++++ Input ++++

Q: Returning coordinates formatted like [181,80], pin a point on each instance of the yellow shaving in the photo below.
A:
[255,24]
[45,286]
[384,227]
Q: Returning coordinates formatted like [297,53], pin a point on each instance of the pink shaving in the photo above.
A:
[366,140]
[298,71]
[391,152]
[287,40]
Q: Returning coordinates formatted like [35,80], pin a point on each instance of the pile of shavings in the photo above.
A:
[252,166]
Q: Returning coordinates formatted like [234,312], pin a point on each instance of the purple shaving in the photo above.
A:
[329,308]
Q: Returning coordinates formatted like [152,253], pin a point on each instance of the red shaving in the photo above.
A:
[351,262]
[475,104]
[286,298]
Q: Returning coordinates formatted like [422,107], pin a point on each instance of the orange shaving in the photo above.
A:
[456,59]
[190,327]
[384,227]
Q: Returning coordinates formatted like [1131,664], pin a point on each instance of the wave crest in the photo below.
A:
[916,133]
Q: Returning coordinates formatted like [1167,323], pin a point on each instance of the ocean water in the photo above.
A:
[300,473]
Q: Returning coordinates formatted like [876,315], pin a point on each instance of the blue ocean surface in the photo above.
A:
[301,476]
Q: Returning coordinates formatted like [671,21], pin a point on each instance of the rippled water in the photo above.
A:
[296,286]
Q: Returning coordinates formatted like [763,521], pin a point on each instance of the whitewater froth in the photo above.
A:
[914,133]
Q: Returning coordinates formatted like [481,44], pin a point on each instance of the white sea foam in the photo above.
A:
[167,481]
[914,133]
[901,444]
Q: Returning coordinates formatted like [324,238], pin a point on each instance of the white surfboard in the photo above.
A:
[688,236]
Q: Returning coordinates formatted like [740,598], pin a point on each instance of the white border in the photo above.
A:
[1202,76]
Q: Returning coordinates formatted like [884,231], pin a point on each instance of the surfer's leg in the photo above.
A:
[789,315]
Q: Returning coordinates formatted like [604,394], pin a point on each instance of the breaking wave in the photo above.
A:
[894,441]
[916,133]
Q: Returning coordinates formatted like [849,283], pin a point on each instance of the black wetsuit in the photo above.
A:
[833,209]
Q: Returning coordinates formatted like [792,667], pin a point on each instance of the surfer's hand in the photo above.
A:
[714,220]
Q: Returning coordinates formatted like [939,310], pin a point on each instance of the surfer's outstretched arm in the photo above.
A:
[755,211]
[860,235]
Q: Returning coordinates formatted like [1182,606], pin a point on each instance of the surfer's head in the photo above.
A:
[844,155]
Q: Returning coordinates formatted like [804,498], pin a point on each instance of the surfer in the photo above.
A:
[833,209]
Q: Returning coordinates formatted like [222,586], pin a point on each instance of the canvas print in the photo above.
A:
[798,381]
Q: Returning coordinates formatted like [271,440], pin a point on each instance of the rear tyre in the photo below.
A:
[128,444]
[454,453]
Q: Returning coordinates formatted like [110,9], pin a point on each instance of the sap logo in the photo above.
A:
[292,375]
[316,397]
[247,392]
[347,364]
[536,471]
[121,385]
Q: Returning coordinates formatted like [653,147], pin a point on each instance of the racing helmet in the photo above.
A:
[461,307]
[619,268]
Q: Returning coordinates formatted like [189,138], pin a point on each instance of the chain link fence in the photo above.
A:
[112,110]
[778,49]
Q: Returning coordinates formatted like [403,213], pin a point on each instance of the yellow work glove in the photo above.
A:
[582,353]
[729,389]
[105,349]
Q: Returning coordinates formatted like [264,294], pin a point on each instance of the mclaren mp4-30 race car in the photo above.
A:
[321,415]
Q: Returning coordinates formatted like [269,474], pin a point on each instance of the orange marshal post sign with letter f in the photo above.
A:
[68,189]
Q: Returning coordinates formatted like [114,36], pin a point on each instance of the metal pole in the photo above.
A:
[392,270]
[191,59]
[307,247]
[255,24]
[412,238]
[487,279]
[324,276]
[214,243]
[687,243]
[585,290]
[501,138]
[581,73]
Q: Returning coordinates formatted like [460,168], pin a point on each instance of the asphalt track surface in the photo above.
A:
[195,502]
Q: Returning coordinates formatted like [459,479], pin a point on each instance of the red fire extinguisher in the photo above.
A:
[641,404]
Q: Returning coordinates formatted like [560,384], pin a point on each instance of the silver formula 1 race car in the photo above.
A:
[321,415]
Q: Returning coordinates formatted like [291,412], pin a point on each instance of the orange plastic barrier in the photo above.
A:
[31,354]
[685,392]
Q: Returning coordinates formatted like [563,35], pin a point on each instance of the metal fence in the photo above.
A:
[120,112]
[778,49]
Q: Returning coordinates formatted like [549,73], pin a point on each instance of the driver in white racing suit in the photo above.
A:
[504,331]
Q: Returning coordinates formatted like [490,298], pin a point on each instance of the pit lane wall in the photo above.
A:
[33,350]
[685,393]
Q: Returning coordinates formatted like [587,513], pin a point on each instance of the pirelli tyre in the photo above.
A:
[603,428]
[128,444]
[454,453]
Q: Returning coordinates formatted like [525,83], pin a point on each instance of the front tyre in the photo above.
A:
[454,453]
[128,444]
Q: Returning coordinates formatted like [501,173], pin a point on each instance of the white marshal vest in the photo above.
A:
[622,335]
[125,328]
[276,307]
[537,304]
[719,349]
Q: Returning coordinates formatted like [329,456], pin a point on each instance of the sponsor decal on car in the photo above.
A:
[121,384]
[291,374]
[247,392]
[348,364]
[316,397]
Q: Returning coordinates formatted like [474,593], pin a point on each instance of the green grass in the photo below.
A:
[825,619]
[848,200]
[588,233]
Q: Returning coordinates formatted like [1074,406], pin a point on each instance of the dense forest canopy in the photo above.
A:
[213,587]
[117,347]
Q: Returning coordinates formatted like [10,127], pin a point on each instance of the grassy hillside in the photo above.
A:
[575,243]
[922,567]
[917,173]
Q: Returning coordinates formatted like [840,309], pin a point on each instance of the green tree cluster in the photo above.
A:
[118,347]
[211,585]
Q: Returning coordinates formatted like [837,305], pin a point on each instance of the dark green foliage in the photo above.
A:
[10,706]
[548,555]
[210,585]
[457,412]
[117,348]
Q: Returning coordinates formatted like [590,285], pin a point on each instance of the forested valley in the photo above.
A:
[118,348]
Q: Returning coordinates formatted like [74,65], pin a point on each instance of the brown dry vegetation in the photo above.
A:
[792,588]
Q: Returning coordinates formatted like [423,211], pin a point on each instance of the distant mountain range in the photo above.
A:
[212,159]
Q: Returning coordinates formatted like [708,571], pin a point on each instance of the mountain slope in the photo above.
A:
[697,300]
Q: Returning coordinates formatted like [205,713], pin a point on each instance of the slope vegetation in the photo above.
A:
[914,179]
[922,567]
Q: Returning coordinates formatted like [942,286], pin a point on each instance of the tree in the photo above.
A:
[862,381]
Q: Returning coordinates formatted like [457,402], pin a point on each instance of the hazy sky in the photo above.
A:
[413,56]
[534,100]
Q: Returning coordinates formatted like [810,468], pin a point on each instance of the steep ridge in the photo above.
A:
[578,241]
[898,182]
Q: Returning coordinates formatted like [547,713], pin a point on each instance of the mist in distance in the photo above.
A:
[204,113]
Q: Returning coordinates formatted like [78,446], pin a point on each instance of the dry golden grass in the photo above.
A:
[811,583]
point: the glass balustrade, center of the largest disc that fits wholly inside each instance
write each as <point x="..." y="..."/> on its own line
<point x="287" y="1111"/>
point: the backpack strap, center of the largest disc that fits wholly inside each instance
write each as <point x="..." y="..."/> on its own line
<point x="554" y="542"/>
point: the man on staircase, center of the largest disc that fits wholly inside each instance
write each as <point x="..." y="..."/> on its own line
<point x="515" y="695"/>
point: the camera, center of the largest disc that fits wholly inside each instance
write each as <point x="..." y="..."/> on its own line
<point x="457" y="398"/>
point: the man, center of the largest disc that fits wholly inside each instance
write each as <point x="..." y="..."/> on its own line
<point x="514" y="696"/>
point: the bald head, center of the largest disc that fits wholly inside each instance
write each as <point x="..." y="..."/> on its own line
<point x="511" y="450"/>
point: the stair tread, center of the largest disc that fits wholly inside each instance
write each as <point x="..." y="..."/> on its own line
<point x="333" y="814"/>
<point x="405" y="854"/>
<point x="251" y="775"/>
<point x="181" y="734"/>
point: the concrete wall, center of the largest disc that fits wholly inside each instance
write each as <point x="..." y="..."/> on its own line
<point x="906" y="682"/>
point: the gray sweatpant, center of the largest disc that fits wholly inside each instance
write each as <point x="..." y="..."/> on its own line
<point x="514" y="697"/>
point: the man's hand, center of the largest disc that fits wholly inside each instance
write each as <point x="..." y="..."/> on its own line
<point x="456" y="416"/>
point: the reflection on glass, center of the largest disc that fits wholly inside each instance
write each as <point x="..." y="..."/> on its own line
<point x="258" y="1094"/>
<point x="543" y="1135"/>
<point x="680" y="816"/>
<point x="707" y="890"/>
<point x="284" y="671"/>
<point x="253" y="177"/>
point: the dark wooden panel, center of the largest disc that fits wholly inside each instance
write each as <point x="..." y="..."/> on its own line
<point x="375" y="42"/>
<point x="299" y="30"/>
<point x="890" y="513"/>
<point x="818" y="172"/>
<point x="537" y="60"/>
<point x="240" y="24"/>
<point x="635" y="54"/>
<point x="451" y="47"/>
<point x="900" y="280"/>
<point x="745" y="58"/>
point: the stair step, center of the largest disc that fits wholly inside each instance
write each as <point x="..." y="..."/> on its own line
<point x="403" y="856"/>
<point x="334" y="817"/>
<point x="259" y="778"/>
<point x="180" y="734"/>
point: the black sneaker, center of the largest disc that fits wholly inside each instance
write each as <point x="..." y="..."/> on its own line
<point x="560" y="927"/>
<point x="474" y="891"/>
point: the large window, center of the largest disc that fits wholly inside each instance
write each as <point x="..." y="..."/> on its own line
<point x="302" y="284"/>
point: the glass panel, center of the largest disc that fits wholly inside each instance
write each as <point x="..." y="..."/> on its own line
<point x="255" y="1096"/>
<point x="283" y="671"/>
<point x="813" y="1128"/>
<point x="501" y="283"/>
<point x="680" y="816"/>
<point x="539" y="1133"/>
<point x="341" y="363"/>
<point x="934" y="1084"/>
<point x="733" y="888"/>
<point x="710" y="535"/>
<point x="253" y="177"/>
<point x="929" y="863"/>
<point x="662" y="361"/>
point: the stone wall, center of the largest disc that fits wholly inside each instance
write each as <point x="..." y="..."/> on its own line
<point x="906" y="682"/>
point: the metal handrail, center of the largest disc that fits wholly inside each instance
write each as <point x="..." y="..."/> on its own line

++++

*What you should do*
All lines of the entries above where "below" turns up should be reported.

*Solution*
Q: Returning coordinates formatted like [181,80], pin a point on each instance of the yellow shaving in the photo below.
Q: Returning coordinates formatted like [1131,664], pin a point on each instance of the wave crest in the photo below.
Q: Returning coordinates formatted like [271,440], pin a point on each instance of the rear tyre in the photo below.
Q: Returning coordinates formatted like [474,593], pin a point on each instance of the green grass in the photo below.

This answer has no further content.